* **GIVEN EXERCISE**
Rewrite the data from the line holding "Draw the outline of every instance of the sky" through the end, inclusive, swapping "instance" for "occurrence" and leaving everything else unchanged.

:::

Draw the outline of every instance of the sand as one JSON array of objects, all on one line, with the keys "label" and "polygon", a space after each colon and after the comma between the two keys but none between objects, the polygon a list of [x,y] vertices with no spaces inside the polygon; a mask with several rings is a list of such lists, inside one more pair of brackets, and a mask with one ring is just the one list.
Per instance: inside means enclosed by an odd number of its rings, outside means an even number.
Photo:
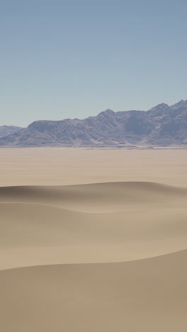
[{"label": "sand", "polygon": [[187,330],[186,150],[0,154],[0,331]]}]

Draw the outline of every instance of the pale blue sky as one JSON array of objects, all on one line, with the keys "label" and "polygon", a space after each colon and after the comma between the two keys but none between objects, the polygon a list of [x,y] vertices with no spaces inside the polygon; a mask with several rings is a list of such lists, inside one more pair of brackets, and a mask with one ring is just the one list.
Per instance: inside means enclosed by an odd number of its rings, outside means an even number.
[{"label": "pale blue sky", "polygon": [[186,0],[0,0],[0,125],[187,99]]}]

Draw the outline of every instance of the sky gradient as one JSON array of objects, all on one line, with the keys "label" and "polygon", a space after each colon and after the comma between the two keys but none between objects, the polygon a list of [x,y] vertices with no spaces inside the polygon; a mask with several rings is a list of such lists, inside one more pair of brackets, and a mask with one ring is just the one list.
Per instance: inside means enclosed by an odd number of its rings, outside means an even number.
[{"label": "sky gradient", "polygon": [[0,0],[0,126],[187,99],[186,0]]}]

:::

* **FINAL RESULT**
Draw the outline of every occurrence of the sky gradient as one JSON array of objects, all on one line, with the keys "label" and "polygon", a space after each colon and after the comma between the two keys but none between objects, the polygon a list of [x,y] vertices with no spaces inside the polygon; a mask with several rings is a list of such lists, inside one more pair of brackets, and a mask with one ring is just the one list.
Per occurrence: inside means enclosed by an odd number of its rings, outside means an even number.
[{"label": "sky gradient", "polygon": [[0,0],[0,126],[187,99],[186,0]]}]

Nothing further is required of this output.